● **Alıntı**:

İşgale ve NATO'ya karşı çıkmak gerekiyor
"Barış olması en çok bize yarar. Biz NATO ülkesiyiz ama bugün bir taraf olmamız doğru değil. Savaş konusunda ezilenin, zayıfın tarafında olmak doğru olur.”
Fotoğraf: Ukrayna Acil Durumlar Servisi
TEMSA işçisi
Adana
Maalesef bu şekilde gittiği sürece savaşlar bitmez. Amerika parmağını dokundurduğu her yere demokrasi, barış götüreceğim diyerek giriyor ama gerçekte neler olduğunu Irak’ta, Suriye’de, Afganistan’da gördük. Yazılıp çizilenlerden biliyoruz Vietnam’da neler yapıldığını. NATO’nun, Amerika’nın amacı, (Türkiye’nin içerisinde İncirlik’e Malatya’ya hava, radar üsleri kurmak gibi) bir yere müdahale edeceği zaman işine geldiği gibi oradan müdahale etmek, bölgeyi kontrol altında tutmak. Geçmişte Türkiye’de İncirlik’teki üsten Körfez krizi zamanında, Irak’a müdahalede birçok savaş uçağı kalktı. Yakın ülkelerin içerisine üs kurarak kendini daha hakim bir konuma getiriyor. Şimdi bize de pek ihtiyacı kalmadığı söyleniyor. Irak’ta sınıra yakın bir bölgede buradakinden daha büyük üs kurulduğu söyleniyor. Önceden müdahale etmek istedikleri zamanlarda bizim hükümetler izin vermeyebiliyordu, Irak Tezkeresi’nde öyle olmuştu. Şimdi o sorunda ortadan kalkmış oluyor.

● **Yapılacak İş**: NATO'ya ve işgale karşı çıkmayı konu alan alıntıyı, son cümlesinden sonra devam ettirerek sürdürünüz. Bundan sonra gelen satırlar alıntıdan ayrı, bağımsız bir malzemedir.

● **Kayıtlı Veriler**:
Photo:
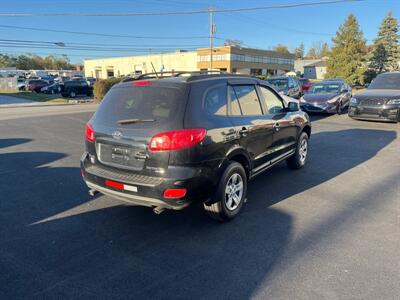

● **Alıştırma Yanıtı**:
"NATO NİYE ÜS KURUYOR?"
Fabrikada arkadaşlarla Ukrayna-Rusya savaşıyla ilgili muhabbetimizde genel bakış şu: Rusya’nın bu konuda haklı tarafı var. Rusya, NATO ve Amerika’nın ülkesinin çevresinde herhangi bir yere üs kurmasını istemiyor. Biz de bunu tasvip etmiyoruz ama Rusya’nın Ukrayna’ya müdahalesi yanlış. Silahla, savaşla olmamalıydı. Başka şekilde olmalıydı. Savaştan öncesini pek de takip etmemiştik. Ortadoğu’da yaptıkları gibi Rusya’yı da çevreleyip oraya da üsler kurmak istiyor. Bunun da Rusya farkında. Irak, Suriye gibi küçük ülke de değil.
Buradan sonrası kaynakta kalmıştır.